* [GOAL] Return every line of the records below verbatim, with nothing changed or left out.

* [DATA SUPPLIED]
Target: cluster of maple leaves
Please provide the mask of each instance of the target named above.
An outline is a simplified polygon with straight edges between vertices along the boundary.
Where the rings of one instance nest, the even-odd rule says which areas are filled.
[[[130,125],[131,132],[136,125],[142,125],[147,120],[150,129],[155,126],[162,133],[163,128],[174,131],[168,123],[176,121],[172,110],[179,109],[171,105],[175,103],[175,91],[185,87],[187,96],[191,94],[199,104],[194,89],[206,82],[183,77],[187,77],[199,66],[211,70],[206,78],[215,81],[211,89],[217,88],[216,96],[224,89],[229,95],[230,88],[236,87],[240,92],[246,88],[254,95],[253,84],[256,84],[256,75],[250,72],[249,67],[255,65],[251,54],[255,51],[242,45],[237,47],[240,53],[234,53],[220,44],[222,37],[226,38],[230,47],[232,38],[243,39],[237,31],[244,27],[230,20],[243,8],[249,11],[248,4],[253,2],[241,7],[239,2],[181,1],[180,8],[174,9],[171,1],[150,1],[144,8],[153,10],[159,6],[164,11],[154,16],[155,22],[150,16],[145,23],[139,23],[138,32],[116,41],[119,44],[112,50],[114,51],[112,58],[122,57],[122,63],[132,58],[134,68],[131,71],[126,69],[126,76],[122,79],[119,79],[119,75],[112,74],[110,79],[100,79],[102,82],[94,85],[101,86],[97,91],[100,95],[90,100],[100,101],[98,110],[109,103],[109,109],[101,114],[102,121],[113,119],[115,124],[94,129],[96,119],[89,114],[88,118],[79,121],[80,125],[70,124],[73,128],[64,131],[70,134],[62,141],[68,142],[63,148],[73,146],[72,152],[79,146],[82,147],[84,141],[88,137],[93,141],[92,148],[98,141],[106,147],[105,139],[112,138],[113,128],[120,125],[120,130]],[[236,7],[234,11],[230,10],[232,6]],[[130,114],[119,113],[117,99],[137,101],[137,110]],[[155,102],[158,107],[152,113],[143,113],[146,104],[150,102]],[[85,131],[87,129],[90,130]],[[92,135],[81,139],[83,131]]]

* [RESPONSE TO THE TASK]
Target: cluster of maple leaves
Please provide the mask of each instance of the target named above.
An outline is a simplified polygon with straight edges between vertices along the boundary.
Where the rings of one instance nest, the even-odd rule says which areas are filled.
[[[130,125],[131,132],[136,125],[142,125],[147,120],[150,129],[155,126],[162,133],[163,128],[174,131],[168,123],[176,121],[172,110],[179,109],[171,105],[175,103],[175,91],[185,87],[187,96],[191,94],[199,104],[194,89],[206,82],[183,77],[187,77],[199,66],[211,70],[206,78],[215,81],[211,89],[217,88],[216,96],[224,89],[229,95],[230,88],[236,87],[240,92],[246,88],[254,95],[253,84],[256,84],[256,75],[250,72],[249,67],[255,65],[251,54],[255,51],[242,45],[237,47],[240,53],[234,53],[220,44],[222,37],[226,38],[230,47],[232,38],[243,39],[237,31],[244,27],[230,20],[243,8],[249,11],[248,4],[253,2],[241,7],[239,2],[181,1],[180,8],[174,9],[171,1],[150,1],[144,8],[153,10],[159,6],[164,11],[154,16],[155,22],[150,16],[145,23],[139,23],[138,32],[116,41],[119,44],[112,50],[114,51],[112,58],[122,57],[122,63],[132,58],[134,68],[131,71],[126,69],[126,76],[122,79],[119,79],[119,75],[112,74],[110,79],[100,79],[102,82],[94,85],[101,86],[97,91],[100,95],[90,100],[100,101],[98,110],[109,103],[109,109],[101,114],[102,121],[113,119],[115,124],[94,129],[96,119],[89,114],[88,118],[79,121],[80,125],[70,124],[73,128],[64,131],[70,134],[62,141],[68,142],[63,148],[73,146],[72,152],[79,146],[82,147],[84,141],[88,137],[93,141],[92,148],[98,141],[106,147],[105,139],[112,138],[113,128],[120,125],[120,130]],[[236,7],[234,11],[230,10],[232,6]],[[130,114],[119,113],[117,99],[137,101],[137,110]],[[155,102],[158,107],[152,113],[143,113],[146,104],[150,102]],[[85,131],[87,129],[90,130]],[[92,135],[81,139],[83,131]]]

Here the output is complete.